▶ _Task instructions_:
Find each line in the data that contains the string "lamp", matching case exactly, and copy those lines in full.

======== Records shown ========

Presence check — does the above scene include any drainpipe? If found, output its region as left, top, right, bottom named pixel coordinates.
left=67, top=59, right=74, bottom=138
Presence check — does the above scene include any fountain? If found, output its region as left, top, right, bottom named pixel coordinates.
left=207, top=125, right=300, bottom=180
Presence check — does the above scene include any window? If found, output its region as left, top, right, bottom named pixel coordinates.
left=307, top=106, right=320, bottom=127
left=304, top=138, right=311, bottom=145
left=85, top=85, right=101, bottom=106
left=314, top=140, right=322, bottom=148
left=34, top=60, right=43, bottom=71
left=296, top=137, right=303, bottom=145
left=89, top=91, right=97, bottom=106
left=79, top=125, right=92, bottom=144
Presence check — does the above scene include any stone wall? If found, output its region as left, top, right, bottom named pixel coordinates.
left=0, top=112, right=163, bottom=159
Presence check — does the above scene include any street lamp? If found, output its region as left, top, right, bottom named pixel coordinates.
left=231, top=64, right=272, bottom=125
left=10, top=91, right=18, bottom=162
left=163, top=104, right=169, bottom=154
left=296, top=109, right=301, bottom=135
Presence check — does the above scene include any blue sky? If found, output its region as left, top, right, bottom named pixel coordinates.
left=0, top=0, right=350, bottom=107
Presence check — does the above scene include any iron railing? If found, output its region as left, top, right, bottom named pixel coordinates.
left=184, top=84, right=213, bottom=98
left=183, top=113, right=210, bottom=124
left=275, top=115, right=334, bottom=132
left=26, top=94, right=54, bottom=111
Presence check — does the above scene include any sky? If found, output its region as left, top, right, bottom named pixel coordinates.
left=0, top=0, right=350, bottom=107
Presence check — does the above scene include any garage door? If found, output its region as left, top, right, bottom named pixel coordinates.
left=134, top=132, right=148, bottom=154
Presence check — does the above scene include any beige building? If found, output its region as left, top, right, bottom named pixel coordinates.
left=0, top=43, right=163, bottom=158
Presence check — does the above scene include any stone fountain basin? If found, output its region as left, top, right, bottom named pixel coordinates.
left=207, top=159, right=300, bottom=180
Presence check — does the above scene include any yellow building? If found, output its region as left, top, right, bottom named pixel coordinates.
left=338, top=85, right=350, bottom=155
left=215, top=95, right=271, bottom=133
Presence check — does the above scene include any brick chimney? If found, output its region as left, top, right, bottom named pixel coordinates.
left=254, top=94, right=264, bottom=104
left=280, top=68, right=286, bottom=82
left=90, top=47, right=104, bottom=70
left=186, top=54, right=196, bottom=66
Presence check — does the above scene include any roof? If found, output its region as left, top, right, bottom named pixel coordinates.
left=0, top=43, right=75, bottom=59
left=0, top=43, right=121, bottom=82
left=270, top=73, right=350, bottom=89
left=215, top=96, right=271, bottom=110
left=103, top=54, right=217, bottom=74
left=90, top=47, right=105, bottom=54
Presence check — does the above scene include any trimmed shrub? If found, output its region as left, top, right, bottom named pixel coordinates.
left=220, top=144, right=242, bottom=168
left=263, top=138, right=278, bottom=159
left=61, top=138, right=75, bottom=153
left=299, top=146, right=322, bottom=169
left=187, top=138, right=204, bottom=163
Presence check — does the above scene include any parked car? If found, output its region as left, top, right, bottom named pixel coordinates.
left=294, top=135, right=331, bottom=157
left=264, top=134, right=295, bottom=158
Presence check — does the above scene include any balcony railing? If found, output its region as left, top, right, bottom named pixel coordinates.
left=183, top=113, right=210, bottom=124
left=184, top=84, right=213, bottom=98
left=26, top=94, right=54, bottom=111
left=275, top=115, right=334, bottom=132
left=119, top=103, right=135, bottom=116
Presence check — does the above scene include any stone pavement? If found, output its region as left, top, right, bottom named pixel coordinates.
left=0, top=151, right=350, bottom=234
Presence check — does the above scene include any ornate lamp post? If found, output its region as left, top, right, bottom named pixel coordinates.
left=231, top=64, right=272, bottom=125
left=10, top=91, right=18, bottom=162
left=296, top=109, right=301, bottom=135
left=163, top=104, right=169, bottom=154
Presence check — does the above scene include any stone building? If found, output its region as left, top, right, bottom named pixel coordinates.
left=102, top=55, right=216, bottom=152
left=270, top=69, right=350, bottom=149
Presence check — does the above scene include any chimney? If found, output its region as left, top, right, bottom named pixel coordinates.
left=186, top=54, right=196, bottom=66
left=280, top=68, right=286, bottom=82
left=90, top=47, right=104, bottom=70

========

▶ _Solution to this task_:
Presence check — does the above scene include any street lamp? If found, output its region as left, top, right, bottom named pixel coordinates.
Presence check — does the above scene include any ornate lamp post? If found, output its region as left, top, right, bottom named pixel coordinates.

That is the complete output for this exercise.